- [Records to use]
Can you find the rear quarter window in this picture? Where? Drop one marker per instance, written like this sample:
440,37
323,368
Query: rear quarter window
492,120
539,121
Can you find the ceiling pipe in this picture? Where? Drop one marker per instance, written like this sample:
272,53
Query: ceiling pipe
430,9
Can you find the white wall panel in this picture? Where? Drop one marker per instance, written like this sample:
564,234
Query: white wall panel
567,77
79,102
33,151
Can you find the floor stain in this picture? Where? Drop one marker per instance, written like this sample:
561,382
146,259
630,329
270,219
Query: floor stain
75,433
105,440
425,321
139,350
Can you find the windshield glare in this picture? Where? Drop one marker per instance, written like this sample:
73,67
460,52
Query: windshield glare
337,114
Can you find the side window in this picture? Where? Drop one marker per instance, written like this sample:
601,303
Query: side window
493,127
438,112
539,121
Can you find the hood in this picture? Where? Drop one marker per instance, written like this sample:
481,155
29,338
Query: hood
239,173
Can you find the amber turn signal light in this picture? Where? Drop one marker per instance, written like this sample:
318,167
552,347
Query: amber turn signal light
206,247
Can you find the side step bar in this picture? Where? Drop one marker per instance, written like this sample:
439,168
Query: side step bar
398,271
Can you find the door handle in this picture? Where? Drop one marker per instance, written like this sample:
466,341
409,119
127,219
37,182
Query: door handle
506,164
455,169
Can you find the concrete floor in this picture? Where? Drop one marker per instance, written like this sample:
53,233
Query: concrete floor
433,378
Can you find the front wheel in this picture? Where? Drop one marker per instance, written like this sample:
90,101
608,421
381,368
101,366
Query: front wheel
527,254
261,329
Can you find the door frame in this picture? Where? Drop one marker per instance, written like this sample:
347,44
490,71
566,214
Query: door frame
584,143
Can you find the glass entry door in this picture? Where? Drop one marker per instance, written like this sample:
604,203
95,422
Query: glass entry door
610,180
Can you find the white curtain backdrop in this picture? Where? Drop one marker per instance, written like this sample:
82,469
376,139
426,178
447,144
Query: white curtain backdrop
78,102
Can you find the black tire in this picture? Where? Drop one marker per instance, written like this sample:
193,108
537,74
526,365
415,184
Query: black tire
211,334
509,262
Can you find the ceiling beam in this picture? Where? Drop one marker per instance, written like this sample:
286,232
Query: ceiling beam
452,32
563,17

- [Task brief] Take the lines above and retype all of them exactly.

- [Expected answer]
Can you find the rear quarter window in this picture? Where? Drop one marker per instance, written like this sample:
440,37
323,368
Query: rear quarter window
492,120
539,121
Can you find the ceiling pipe in this picture? Where? Drop one marker per instance, written like this sample:
272,53
Query: ceiling pipe
430,9
Can you find the white wall panel in this picture? Where? Drop one marker per instance, written like this sample:
564,234
Query: white wall panel
567,77
79,102
33,151
Can you find the floor stain in this picture? Where? Drop one marker per instance, written like this sample:
561,382
146,259
630,329
270,219
Query: floor stain
75,433
105,440
425,321
139,350
Can you find the windshield glare in this picture? Where? Drop one marker per instance, written like this sample:
73,67
460,52
Query: windshield glare
337,114
Can you find the side window in this picture? Where? Drop one marker per instance, written like this sample:
601,303
Query: side window
493,127
438,112
539,121
Can you find the hood in this picture? Where? Drop one marker per instance, written like this sample:
481,155
29,338
Query: hood
239,173
Can you find the amber turn signal light in this picture? Where? Drop one marker per instance, written like this sample:
318,167
552,347
Query: amber turn signal light
206,247
Can you find the side step bar in this picture? Where? Drop one marker per instance, written like this sample:
439,168
Query: side step bar
398,271
Can you find the door handle in this picture? Where? Drop one marker per instance, written like this sample:
466,341
409,119
127,219
37,182
Query: door handle
506,164
455,169
Can you find the concrete floor in this picture? Where? Drop one marker per instance, written like this sample:
53,233
Query: concrete floor
433,378
Can you find the front wheel in this picture? Where? Drop one marker per instance, written like this sample:
90,101
608,421
381,368
101,366
Query: front wheel
527,254
261,329
Can you find the door frame in this picture? Where? Drop one marker per instance, written like this sample:
347,44
490,71
566,214
Query: door frame
584,143
Can you find the glass entry door in this picture? Where? Drop one marker per instance, written like this sample:
604,203
95,422
Query: glass entry door
610,180
Can you find the white curtain backdrop in this picture? Where? Drop one marker per instance, written like this sample:
82,469
376,139
426,178
447,144
Query: white curtain backdrop
78,102
Can you find the black tire in this picture? Where? Drop one marker per instance, written like this sample:
193,108
537,74
526,365
415,184
Query: black tire
211,334
509,262
Can you find the ceiling beam in this picture? Where? Drop one marker per instance, written like this sample:
286,232
Query: ceiling beam
452,32
563,17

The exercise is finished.